- [Work task]
Every record that follows is to be copied exactly, with the pictures omitted.

[Referring expression pointing data]
-- Opening Marker --

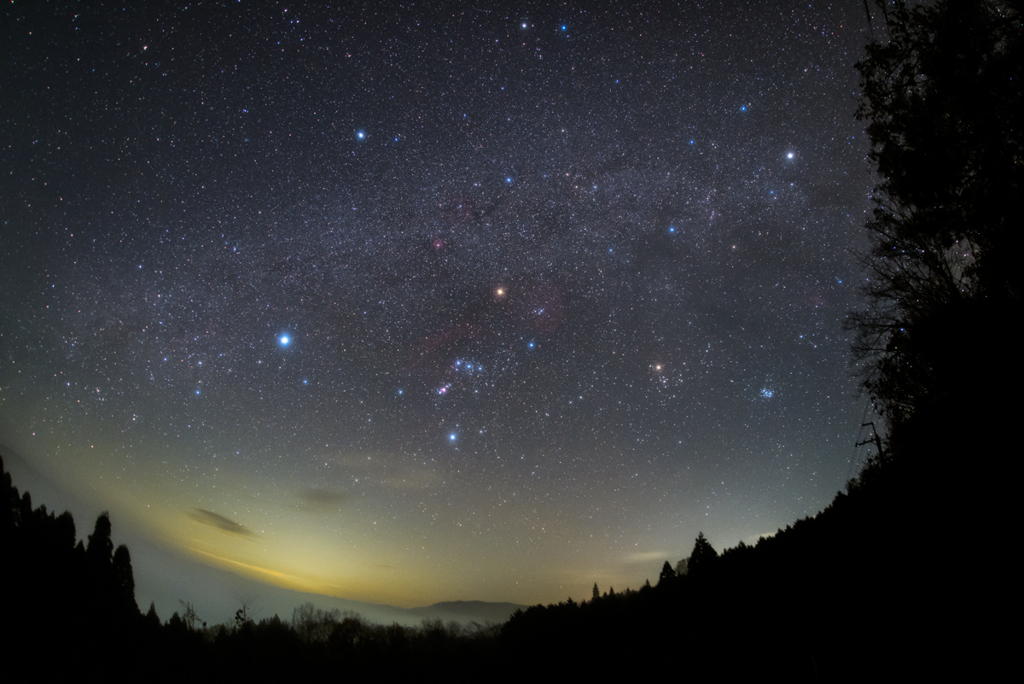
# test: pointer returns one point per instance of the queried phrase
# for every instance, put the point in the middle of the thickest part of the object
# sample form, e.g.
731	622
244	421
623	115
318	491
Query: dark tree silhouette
667	573
941	94
704	556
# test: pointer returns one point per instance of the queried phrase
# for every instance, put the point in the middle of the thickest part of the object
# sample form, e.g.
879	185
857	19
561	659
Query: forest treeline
904	575
840	595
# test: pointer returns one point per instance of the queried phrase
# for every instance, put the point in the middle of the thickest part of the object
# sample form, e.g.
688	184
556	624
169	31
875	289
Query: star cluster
440	301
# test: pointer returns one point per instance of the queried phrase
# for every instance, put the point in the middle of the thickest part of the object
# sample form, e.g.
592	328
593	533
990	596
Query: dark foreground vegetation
872	585
905	575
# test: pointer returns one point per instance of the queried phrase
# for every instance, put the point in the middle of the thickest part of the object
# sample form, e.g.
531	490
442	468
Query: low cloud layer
220	522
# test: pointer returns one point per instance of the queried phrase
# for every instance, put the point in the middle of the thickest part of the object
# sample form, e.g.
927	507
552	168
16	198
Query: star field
436	301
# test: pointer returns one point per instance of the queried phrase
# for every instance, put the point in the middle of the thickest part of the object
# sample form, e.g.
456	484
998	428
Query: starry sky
415	302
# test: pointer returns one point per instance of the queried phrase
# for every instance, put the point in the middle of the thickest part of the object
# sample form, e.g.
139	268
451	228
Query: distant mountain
468	611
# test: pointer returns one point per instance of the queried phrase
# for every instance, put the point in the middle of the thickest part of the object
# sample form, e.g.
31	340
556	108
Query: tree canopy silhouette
941	94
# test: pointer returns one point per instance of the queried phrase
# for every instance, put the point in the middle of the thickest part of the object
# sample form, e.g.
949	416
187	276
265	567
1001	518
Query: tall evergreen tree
941	94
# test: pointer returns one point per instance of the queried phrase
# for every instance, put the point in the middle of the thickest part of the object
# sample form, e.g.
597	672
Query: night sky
428	301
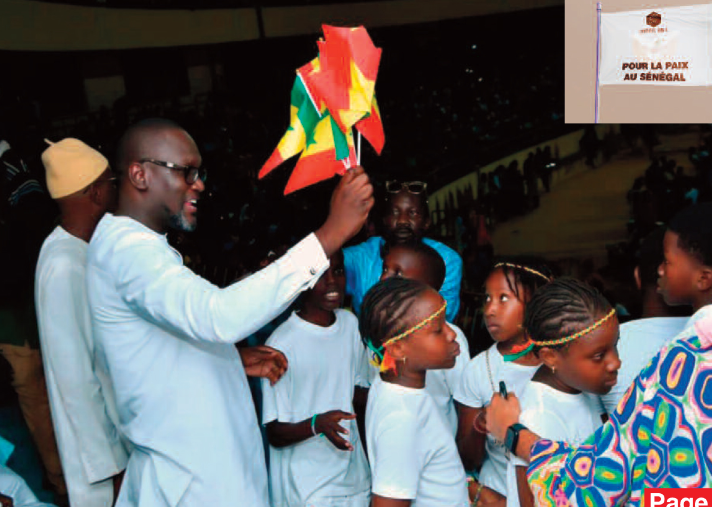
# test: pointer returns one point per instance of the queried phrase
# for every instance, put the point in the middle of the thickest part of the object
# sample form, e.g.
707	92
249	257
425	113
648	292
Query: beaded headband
523	268
581	333
381	358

-- Closing Marker --

- [The completed task]
# test: pointer returns one point per instance of the queried phrase
# for every instance, put the point in the middle of the thickest part of the object
# sample form, e.g.
731	622
244	421
623	115
318	491
Query: dark tree silhouette
667	573
941	94
704	556
# test: pointer returns one point per instance of the queried phrase
# for every instance, put the point in the middle of the thickest part of the object
# sample form, e.g.
879	185
857	19
561	659
Query: forest treeline
904	575
840	595
# test: pointer returns one point per instance of the queried phrase
# for every instance, put the point in the middle of the thickest part of the object
# sample form, e.g.
688	184
556	624
169	31
875	289
Query: star cluster
440	301
# test: pointer returns one point per instance of the queried phrase
# for every instance, put the point in the middle of the thickest part of the object
# sample form, e.g.
592	328
593	533
990	596
Query: dark foreground vegetation
872	585
905	575
# test: pointer returns one point per instance of the queried phrase
# for every instance, put the point in the middle of the thickest part of the object
# sample form, e.g.
531	490
442	468
Query: low cloud layer
220	522
# test: pointer returns one point per instance of the queried phrase
# for every instance, put the point in the middle of the thickest part of the object
# sample form, e.g.
927	507
552	168
16	198
Query: star field
436	301
# test: pointer returns one point per instance of the queried phrase
# for every instance, put the point in the middle of the thickest part of the object
# sample form, e.g.
456	484
998	428
Query: starry sky
415	302
# test: pointer returns one point per instance of the queried phrase
# for every instance, put the point in the middle of the thickest part of the object
# sample form, e.g.
139	268
451	228
Query: distant mountain
468	611
# test: pointer returns one point per instance of the queried phrase
# for every instance, put the point in the middle of the thickest part of the object
# sample form, e.g.
31	340
556	108
Query: tree canopy silhouette
941	94
# test: pointer returns one point per instance of the queried phrase
# for every instance, put the point in the middle of the thickest part of the object
# sample form, e.g.
949	416
187	276
265	567
1001	518
Query: tall evergreen tree
941	94
# test: pointer returns one point per instance of the queried phrase
# for every instance, put the point in the middle of the thickest part of the object
# sample form, e.g.
597	672
Query: night sky
428	301
# test: pointer returns one point per instance of the queried phrase
# for every instance, put the point in the middle of the thickest part of the object
# sample form, e.g.
707	92
249	257
425	113
648	292
Query: beaded headband
523	268
581	333
381	358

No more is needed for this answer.